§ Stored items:
====

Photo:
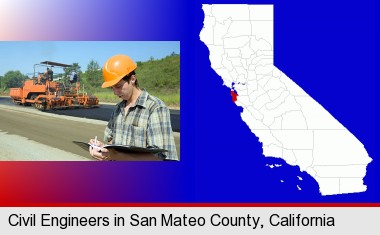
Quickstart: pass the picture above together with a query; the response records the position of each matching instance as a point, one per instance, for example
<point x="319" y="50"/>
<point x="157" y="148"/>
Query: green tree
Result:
<point x="14" y="79"/>
<point x="94" y="74"/>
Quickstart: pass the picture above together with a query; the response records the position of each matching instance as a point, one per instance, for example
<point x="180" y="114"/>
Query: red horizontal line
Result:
<point x="189" y="204"/>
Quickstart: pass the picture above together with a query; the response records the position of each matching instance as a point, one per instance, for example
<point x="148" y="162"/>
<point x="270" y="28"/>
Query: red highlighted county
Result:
<point x="234" y="96"/>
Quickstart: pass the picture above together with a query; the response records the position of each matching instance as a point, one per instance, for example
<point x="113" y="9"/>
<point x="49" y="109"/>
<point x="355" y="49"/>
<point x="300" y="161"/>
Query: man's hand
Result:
<point x="97" y="151"/>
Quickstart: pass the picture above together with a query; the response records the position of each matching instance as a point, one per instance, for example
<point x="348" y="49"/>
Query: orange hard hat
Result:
<point x="115" y="68"/>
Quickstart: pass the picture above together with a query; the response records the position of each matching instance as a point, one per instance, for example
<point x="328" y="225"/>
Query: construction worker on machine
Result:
<point x="48" y="74"/>
<point x="140" y="119"/>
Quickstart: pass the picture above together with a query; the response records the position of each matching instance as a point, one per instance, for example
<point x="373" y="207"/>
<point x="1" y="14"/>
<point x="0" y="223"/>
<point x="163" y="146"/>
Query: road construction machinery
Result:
<point x="46" y="92"/>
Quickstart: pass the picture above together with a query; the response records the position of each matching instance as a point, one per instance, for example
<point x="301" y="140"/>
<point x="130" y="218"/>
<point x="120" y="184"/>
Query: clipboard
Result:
<point x="122" y="148"/>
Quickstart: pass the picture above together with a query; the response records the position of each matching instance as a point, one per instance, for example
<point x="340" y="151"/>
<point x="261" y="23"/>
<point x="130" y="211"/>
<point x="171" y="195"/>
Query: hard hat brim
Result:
<point x="111" y="83"/>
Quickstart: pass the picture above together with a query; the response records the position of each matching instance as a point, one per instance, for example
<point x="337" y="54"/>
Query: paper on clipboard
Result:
<point x="122" y="148"/>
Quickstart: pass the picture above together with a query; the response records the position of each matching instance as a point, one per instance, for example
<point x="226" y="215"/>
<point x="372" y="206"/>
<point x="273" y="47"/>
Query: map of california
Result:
<point x="288" y="122"/>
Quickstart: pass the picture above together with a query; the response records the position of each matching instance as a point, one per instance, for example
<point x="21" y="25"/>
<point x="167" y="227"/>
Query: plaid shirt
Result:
<point x="146" y="124"/>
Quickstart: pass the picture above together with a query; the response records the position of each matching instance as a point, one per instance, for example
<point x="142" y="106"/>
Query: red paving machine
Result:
<point x="44" y="93"/>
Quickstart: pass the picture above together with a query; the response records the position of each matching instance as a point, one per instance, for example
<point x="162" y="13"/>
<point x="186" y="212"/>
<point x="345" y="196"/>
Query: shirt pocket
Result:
<point x="136" y="136"/>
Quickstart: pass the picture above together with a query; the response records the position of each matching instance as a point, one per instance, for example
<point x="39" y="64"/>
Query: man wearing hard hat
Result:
<point x="139" y="120"/>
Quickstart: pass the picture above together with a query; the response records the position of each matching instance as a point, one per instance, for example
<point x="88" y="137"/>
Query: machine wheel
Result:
<point x="32" y="98"/>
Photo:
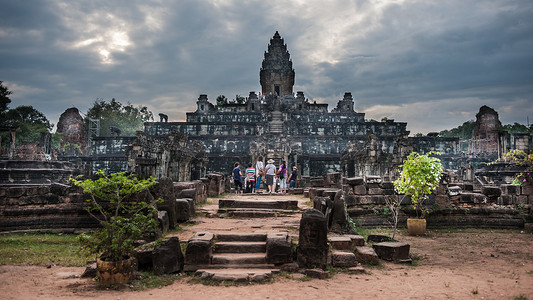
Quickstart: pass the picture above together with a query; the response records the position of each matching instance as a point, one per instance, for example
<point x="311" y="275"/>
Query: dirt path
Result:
<point x="451" y="266"/>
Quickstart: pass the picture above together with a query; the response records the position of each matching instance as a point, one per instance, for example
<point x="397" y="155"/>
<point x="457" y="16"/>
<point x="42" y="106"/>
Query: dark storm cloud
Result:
<point x="429" y="63"/>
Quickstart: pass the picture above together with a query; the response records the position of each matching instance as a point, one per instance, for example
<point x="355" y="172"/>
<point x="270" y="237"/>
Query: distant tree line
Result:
<point x="465" y="130"/>
<point x="115" y="114"/>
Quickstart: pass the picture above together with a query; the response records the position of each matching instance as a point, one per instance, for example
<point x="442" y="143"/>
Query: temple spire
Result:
<point x="277" y="75"/>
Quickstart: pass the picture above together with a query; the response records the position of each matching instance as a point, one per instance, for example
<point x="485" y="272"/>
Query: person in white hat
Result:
<point x="270" y="169"/>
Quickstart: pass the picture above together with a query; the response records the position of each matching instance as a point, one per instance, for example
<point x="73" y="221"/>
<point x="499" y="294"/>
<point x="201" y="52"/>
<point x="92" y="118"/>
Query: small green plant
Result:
<point x="524" y="161"/>
<point x="420" y="176"/>
<point x="123" y="220"/>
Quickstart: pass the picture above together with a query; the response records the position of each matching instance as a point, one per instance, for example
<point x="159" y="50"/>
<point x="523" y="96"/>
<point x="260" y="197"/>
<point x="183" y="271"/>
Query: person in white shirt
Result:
<point x="259" y="170"/>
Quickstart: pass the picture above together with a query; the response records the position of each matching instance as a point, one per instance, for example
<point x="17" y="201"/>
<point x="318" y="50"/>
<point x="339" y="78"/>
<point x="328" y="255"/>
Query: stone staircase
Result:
<point x="276" y="125"/>
<point x="234" y="257"/>
<point x="257" y="208"/>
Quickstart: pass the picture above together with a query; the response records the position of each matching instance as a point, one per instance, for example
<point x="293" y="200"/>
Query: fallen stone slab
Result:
<point x="90" y="271"/>
<point x="357" y="240"/>
<point x="355" y="181"/>
<point x="357" y="270"/>
<point x="236" y="275"/>
<point x="343" y="259"/>
<point x="268" y="204"/>
<point x="167" y="257"/>
<point x="392" y="251"/>
<point x="317" y="273"/>
<point x="341" y="243"/>
<point x="378" y="238"/>
<point x="290" y="267"/>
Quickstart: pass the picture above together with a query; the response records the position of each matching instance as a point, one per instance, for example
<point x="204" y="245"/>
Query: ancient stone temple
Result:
<point x="281" y="125"/>
<point x="485" y="136"/>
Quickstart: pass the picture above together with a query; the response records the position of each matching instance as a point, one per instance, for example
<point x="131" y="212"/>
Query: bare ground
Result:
<point x="494" y="265"/>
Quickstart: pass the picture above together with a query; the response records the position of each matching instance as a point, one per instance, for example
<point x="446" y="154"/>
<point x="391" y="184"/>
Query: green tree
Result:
<point x="4" y="97"/>
<point x="30" y="122"/>
<point x="420" y="176"/>
<point x="113" y="113"/>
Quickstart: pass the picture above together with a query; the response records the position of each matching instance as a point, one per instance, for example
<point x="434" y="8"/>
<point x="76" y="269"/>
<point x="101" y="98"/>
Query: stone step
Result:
<point x="239" y="259"/>
<point x="240" y="247"/>
<point x="256" y="212"/>
<point x="189" y="268"/>
<point x="240" y="237"/>
<point x="237" y="275"/>
<point x="269" y="204"/>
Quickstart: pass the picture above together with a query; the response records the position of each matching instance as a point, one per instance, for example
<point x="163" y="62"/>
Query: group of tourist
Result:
<point x="276" y="177"/>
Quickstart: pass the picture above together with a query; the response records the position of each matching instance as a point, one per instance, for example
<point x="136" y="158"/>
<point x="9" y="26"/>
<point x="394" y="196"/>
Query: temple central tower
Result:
<point x="277" y="75"/>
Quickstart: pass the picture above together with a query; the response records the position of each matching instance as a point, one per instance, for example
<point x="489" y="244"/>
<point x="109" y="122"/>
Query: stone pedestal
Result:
<point x="312" y="244"/>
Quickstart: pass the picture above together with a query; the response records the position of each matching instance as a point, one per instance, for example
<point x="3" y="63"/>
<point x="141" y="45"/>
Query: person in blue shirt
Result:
<point x="237" y="178"/>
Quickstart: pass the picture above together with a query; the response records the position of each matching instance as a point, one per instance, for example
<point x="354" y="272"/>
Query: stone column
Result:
<point x="312" y="242"/>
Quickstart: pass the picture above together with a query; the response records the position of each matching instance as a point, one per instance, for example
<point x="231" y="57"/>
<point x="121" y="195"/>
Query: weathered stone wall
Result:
<point x="109" y="154"/>
<point x="54" y="207"/>
<point x="14" y="172"/>
<point x="60" y="208"/>
<point x="72" y="129"/>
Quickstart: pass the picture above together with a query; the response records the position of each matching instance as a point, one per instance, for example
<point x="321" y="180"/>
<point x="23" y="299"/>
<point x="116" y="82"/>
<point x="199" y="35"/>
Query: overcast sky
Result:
<point x="431" y="64"/>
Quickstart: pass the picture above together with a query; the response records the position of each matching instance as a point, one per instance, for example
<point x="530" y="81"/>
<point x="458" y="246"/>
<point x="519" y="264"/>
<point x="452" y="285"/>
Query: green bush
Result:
<point x="122" y="219"/>
<point x="420" y="176"/>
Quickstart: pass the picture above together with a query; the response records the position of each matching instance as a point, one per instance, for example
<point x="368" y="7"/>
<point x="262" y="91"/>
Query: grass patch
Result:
<point x="472" y="230"/>
<point x="210" y="282"/>
<point x="415" y="259"/>
<point x="41" y="249"/>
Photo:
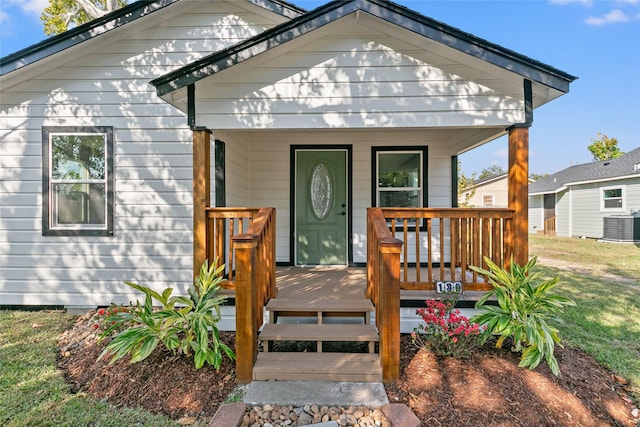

====

§ What you need to do: Go line by line through the data and copy any that contain "construction".

§ Response to the task:
Query: construction worker on machine
Query: road construction machinery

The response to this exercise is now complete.